Source data:
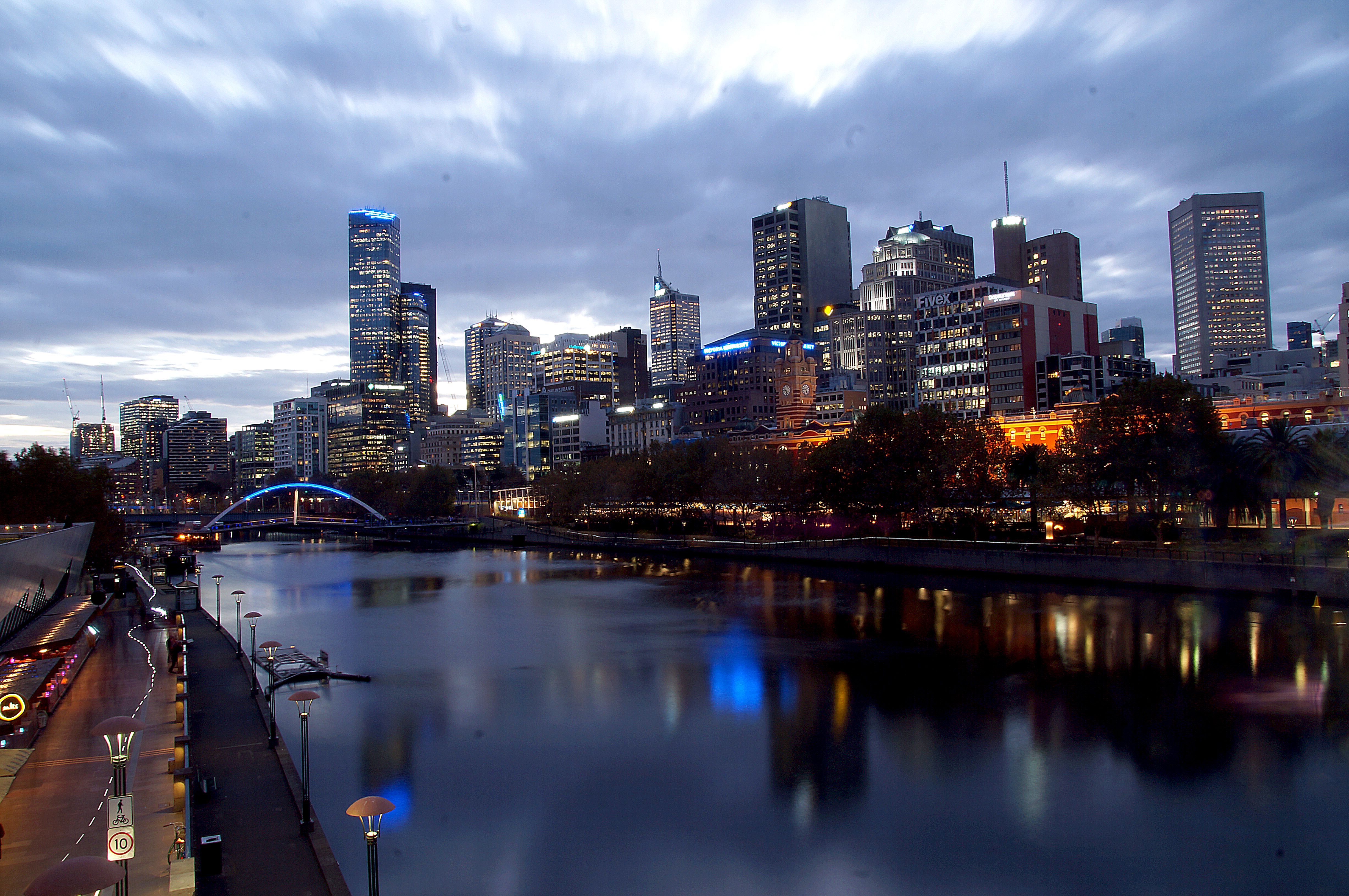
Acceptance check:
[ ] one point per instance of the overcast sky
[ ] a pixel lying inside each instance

...

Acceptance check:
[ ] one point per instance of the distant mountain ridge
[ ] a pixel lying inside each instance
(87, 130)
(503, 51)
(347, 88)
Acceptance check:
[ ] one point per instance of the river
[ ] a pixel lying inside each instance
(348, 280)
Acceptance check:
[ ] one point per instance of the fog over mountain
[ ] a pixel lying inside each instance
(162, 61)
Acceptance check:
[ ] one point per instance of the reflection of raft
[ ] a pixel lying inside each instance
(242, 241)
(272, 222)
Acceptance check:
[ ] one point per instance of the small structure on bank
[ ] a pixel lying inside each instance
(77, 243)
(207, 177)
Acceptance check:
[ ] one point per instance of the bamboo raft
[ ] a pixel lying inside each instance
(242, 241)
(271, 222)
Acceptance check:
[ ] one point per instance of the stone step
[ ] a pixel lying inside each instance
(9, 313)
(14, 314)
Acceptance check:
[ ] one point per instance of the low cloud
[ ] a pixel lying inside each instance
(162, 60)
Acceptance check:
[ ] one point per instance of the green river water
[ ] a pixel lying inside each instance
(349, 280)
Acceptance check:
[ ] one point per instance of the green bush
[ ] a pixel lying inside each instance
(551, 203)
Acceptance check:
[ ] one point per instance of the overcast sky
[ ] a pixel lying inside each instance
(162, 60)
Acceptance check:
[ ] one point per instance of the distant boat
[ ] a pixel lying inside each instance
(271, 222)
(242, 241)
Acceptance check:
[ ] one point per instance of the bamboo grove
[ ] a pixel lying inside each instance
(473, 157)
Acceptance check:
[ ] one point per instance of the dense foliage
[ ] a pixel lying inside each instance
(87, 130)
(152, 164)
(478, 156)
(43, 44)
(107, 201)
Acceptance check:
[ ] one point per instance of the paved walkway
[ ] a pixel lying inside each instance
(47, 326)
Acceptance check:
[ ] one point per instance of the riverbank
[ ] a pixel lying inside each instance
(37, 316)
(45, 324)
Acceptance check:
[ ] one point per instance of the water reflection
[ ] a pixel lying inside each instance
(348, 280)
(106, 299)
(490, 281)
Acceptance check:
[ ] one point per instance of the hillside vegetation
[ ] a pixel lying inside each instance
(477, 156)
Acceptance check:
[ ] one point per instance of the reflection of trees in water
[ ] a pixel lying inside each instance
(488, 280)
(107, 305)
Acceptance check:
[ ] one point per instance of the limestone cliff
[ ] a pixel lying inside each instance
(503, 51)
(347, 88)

Goal: Copy out every line of the entries above that contains the word "water", keeping each line unchanged.

Response to the exercise:
[ ] one point per instance of the green river water
[ ] one point per instance of the water reflection
[ ] one point per instance of the reflection of trees in water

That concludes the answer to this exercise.